Exercise brief :: In the article on Bengaluru's sports apps, what age group do PlayO's users mainly fall into?

Document segment ::

Trapped in their packed daily routines, can Bengalureans afford to give sports outings a second thought? Yes, if this tech-driven fitness trend that has dramatically altered the way people team up, network and play, is anything to go by. Fuelled by sports apps linked to a network of pay-and-play centres, this trend is now making waves across the city.
Five years ago, city-based entrepreneur Gauravjeet Singh had started it all with a mobile app called PlayO. The city’s disconnected labyrinth of sports facilities big and small had sparked an idea. Why not create a social network that lets people team up, book a local badminton court, pay and play by the hour?
This idea worked, and how! In months, PlayO had over 15-20 sports centres sign up from across Bengaluru, galloping to over 500 today. Hooked on their smartphones, Bengalureans young and old found new partners, booked the courts, football grounds, basketball courts, table tennis tables, paid in droves and played in fours. The simplicity astounded them.
The pandemic had locked down thousands in their homes. For PlayO and many more apps that mushroomed to tap the massive potential of this market, it looked like curtains. But the Unlock phases have seen them return with renewed vigour, driven by a public realisation that to build immunity and beat the virus, keeping fit is the only mantra.
“We are seeing a very strong revival, already gaining 70% of our pre-Covid levels,” says Singh, his network now expanding to over 500 sports centres in Bengaluru and outside. PlayO has now gone international, he adds, with presence in the United Kingdom, Australia, the United Arab Emirates and Qatar. “The craze is now global.”
Out of college and into their working lives, many have found the way back to the playground extremely tough to negotiate. The apps have let them rediscover the joy of their childhood to find players with similar skill levels and make this social network switch seamlessly from online to offline.
For PlayO, the app users have been primarily in the 25-40 age group, with 80% of them male, informs Singh. “The focus has been on urban adults. But of late, play centres are coming up and networking from tier-2 and 3 towns and cities such as Hubballi-Dharwad, Mangaluru and Chikmagalur.”
Covid has injected an element of extreme precaution at the networked play centres. The apps issue a ‘Safe & Hygiene’ badge on centres that are certified. “We educated our partners on safety best practices, including sanitisation of the courts after each session and restriction of crowds.”
To boost safety even further, a rating system was introduced in the app ecosystem.
Users were asked to rate the play centres. Among the top-rated centres was Elohim Shuttle Arena in Basavanagar. “We had started hourly sanitisation and reduced each playing session from an hour to 50 minutes to facilitate this. The hourly rate was reduced accordingly,” says Arena co-owner Alka Censon.

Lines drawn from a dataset
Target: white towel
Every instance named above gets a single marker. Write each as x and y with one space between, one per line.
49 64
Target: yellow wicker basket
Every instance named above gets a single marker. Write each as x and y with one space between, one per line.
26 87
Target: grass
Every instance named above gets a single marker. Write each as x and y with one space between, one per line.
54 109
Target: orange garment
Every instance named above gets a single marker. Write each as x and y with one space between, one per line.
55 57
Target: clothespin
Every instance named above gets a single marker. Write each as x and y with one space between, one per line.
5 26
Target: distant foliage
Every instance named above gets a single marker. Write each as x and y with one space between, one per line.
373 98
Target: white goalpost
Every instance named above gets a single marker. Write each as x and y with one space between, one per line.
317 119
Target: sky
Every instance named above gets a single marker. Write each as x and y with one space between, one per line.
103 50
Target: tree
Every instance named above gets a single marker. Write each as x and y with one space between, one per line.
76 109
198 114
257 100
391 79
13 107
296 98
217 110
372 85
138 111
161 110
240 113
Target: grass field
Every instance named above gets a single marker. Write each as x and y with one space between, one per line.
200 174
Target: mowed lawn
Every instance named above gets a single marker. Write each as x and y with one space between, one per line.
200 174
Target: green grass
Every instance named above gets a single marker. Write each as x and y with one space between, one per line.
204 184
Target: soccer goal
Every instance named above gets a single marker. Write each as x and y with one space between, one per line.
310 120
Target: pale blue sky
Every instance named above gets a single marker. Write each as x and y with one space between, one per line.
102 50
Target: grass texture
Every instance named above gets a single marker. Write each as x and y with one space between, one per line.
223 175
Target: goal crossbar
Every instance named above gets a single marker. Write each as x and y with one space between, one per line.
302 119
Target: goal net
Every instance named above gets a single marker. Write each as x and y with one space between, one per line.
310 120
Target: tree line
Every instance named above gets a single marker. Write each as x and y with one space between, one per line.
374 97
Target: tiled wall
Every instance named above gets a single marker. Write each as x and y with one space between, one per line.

Exercise response :: PlayO's users are mainly in the 25-40 age group.